**PROBLEMS**:
• a. Reproduce the meeting transcript word for word, everything from "So in the moment" down to "us as well.".
• b. In the meeting transcript, what is the final piece of work the delivery group says it is doing to make something easy to rebuild?

**QUOTED TEXT**:
● ● ●

There is a problem with the number of merge requests, because if you take a look at the I mean the number of merge requests that we have in GitHub the project, if everyone is going to spin up a kubernetes cluster or just a namespace inside a cluster and run pause, this is going to be also a huge cost issues. So there are many things connected to this.

C

Thank you thanks.

A

Thanks for asking great question: does anybody else have a question they would like to verbalize.

A

I would just mention, um as a sort of a final note, then so uh near up the top just above the agenda, I've added um a couple: Three Links uh to the kind of three big things that delivery group is working on this uh this quarter, so um the first one maintenance policy extension is what Alessio just mentioned so hopefully we'll be able to open up the maintenance policy a little bit within the next quarter or two and be sort of regularly accepting back uh bug fixes to go back a couple, more versions, we're also we've just started working on our deployment pipeline observability work.

A

So in the moment we actually don't have brilliant sort of data or trending around our deployment pipelines. So we can't really easily see if we have a long-running pipeline like whether we commonly have long-running pipelines or whether we you know a certain job has trended up or does it fail in sort of certain patterns? So this is going to be the sort of first piece if it's actually starting to build that out.

A

So we can make better decisions about how to improve the Pipelines and then our final piece is we're working to make the kubernetes Clusters easy to rebuild. So this is sort of a good bit of Maintenance that we've sort of fits on top of our kubernetes migration work that we've been doing to actually allow us to, hopefully make the classes a bit more flexible and hopefully that unlocks some sort of other deployment approaches in the future. For us as well.

● ● ●

**Part of a data file**:
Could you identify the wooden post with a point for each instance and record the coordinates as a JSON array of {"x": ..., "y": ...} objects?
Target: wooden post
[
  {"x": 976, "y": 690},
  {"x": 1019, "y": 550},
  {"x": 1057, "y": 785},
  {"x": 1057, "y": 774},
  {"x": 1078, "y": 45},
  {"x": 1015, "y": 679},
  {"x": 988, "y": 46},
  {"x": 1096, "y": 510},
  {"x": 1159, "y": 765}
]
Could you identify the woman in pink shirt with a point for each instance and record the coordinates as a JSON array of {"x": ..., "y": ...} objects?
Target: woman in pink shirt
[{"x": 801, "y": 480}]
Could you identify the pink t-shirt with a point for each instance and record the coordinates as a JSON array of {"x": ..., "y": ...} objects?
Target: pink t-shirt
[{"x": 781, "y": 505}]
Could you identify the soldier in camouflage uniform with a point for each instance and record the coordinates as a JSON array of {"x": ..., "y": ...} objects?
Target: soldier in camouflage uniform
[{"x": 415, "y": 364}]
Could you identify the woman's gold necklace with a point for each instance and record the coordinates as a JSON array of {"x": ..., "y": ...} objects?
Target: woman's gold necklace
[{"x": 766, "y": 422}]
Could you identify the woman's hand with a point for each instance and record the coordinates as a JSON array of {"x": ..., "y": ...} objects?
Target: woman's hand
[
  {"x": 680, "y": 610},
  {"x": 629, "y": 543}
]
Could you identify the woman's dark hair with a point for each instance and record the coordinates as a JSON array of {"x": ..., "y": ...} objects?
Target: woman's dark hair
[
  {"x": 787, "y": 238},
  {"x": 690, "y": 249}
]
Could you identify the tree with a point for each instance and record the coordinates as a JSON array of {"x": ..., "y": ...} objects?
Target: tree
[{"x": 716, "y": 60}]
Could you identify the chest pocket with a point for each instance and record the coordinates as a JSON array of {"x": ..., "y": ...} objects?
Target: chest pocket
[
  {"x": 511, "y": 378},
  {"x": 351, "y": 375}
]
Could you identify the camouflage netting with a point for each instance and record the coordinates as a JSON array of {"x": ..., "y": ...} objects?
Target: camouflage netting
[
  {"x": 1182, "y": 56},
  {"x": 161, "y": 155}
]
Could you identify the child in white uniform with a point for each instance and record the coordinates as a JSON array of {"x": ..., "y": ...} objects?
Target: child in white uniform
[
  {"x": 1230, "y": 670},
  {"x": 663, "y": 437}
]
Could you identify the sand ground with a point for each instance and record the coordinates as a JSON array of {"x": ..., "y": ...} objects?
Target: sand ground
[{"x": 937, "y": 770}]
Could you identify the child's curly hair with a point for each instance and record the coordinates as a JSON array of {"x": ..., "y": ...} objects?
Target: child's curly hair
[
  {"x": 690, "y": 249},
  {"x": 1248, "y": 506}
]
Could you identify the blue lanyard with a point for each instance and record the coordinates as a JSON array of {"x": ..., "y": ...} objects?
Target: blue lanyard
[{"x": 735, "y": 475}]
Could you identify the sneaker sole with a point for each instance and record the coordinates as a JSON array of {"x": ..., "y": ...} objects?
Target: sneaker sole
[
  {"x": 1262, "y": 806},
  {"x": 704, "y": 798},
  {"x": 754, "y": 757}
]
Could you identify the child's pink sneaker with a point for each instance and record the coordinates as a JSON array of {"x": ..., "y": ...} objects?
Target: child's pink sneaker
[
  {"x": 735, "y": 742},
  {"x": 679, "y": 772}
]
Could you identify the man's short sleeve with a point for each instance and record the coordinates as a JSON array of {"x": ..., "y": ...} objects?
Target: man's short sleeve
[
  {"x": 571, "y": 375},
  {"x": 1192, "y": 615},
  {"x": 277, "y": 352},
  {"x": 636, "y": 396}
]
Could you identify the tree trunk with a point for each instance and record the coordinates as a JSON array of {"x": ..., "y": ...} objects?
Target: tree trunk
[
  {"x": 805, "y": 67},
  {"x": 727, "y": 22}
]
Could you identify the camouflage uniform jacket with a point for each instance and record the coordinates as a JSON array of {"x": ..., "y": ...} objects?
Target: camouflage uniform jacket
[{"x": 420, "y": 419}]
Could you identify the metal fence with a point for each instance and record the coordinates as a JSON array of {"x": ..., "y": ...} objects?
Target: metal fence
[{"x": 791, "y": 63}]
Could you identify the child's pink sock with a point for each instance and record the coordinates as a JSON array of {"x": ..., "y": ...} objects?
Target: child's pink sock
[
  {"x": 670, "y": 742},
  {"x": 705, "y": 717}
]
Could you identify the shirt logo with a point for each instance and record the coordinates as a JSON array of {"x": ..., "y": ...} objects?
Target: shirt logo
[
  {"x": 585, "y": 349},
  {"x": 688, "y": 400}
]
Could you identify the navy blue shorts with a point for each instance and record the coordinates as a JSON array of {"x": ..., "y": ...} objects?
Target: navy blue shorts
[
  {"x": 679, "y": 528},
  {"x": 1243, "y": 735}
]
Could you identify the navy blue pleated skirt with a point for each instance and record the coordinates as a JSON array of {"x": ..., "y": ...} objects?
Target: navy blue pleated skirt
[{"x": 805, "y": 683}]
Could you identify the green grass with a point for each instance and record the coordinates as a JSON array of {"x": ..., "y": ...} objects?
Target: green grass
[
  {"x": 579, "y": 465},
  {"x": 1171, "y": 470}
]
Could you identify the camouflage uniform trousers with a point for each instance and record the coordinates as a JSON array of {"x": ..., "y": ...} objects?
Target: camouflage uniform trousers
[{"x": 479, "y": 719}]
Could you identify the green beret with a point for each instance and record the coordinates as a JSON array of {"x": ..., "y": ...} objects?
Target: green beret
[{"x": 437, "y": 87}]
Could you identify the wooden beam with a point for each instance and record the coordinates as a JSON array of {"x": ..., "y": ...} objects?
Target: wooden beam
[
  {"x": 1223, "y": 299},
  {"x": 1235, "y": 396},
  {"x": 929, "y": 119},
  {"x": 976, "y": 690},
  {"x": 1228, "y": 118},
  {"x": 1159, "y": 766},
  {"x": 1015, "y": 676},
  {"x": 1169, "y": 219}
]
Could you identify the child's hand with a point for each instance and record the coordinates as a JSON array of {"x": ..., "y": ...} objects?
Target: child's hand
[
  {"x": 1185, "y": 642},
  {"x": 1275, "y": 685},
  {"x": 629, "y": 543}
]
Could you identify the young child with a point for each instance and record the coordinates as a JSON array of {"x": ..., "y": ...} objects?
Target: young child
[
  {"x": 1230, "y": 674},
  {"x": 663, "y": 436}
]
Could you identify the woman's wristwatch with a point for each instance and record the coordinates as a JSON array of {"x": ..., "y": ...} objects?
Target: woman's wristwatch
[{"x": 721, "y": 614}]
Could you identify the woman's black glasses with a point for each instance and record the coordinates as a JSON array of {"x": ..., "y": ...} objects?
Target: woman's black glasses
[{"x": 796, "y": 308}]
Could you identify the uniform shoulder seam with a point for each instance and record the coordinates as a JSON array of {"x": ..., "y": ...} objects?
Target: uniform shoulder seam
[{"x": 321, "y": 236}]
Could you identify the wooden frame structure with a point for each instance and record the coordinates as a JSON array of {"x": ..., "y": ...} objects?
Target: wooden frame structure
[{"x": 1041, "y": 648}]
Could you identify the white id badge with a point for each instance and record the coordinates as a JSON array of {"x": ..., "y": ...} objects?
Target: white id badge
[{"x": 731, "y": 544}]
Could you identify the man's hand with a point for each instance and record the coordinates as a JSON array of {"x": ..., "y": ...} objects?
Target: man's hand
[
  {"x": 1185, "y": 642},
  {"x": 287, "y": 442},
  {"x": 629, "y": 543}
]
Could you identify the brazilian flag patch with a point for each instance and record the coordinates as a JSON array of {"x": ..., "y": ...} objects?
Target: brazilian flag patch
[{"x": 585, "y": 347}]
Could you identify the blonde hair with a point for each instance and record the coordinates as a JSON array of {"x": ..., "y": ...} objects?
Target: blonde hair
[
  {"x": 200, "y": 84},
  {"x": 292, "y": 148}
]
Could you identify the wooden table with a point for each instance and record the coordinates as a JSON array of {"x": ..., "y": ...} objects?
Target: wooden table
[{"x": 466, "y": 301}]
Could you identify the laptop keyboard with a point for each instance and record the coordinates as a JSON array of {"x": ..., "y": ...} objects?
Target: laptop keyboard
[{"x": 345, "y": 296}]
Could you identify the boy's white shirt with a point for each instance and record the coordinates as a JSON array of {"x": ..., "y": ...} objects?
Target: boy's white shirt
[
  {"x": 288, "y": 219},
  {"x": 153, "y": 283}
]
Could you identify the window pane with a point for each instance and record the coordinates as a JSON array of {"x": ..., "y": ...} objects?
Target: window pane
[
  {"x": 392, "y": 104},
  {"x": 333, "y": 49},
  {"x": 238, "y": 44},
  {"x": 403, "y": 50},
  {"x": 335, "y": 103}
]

● ● ●

**RESPONSES TO THE EXERCISE**:
• a.
So in the moment we actually don't have brilliant sort of data or trending around our deployment pipelines. So we can't really easily see if we have a long-running pipeline like whether we commonly have long-running pipelines or whether we you know a certain job has trended up or does it fail in sort of certain patterns? So this is going to be the sort of first piece if it's actually starting to build that out.

A

So we can make better decisions about how to improve the Pipelines and then our final piece is we're working to make the kubernetes Clusters easy to rebuild. So this is sort of a good bit of Maintenance that we've sort of fits on top of our kubernetes migration work that we've been doing to actually allow us to, hopefully make the classes a bit more flexible and hopefully that unlocks some sort of other deployment approaches in the future. For us as well.

• b. Making the Kubernetes clusters easy to rebuild.